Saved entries
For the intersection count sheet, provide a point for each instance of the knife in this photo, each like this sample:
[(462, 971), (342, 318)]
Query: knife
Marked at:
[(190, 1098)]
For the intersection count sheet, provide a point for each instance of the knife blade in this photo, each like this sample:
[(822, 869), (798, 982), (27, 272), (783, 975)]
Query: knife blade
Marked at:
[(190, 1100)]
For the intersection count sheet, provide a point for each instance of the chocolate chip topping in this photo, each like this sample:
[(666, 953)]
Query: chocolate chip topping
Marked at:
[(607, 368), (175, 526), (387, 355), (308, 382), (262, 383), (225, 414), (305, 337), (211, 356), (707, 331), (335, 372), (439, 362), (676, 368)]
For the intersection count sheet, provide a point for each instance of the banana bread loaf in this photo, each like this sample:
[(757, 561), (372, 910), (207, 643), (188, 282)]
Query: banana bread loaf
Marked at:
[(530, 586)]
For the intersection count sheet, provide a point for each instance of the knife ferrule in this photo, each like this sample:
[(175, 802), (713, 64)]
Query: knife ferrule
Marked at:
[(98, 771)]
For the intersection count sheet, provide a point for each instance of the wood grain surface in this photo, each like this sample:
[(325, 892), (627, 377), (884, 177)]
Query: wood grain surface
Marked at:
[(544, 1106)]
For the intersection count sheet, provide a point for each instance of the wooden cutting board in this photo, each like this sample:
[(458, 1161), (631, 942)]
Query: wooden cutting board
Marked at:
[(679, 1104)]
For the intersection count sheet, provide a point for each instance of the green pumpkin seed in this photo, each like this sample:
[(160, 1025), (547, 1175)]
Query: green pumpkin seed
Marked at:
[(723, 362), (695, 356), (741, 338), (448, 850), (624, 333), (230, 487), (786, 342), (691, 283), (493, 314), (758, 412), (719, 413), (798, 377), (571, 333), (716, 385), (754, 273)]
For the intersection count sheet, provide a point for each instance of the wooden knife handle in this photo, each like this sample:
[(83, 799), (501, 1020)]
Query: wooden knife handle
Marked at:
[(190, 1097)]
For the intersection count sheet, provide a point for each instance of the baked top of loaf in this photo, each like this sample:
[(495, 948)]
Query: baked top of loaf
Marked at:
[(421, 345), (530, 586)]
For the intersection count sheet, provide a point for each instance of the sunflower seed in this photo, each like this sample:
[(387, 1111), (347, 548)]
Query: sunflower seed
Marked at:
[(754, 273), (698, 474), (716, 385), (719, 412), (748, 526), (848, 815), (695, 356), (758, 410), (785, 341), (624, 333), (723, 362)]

## SET PROBLEM
Copy the lines from the one that has "of the baked" through the end of the items, requests included. Scale every coordinate in the marked points by 1.4 and round each to a whole number, with halves rounding up, but leave the requests and their sample points as they are.

## CORRECT ANSWER
For the intersection count sheet, provide a point for each instance of the baked top of loaf in this photo, each like this sample:
[(495, 948)]
Query: baked top of loaf
Marked at:
[(589, 483), (742, 820)]
For the intersection count sheet, provide a point for each instance of the sunflower seed in this photo, each like this sample:
[(387, 1111), (347, 548)]
Query: sunflower seed
Marked at:
[(1056, 382), (977, 664), (1002, 539), (1007, 577), (1047, 736), (1187, 1141), (973, 498), (1061, 574), (1099, 477), (874, 466), (1012, 507)]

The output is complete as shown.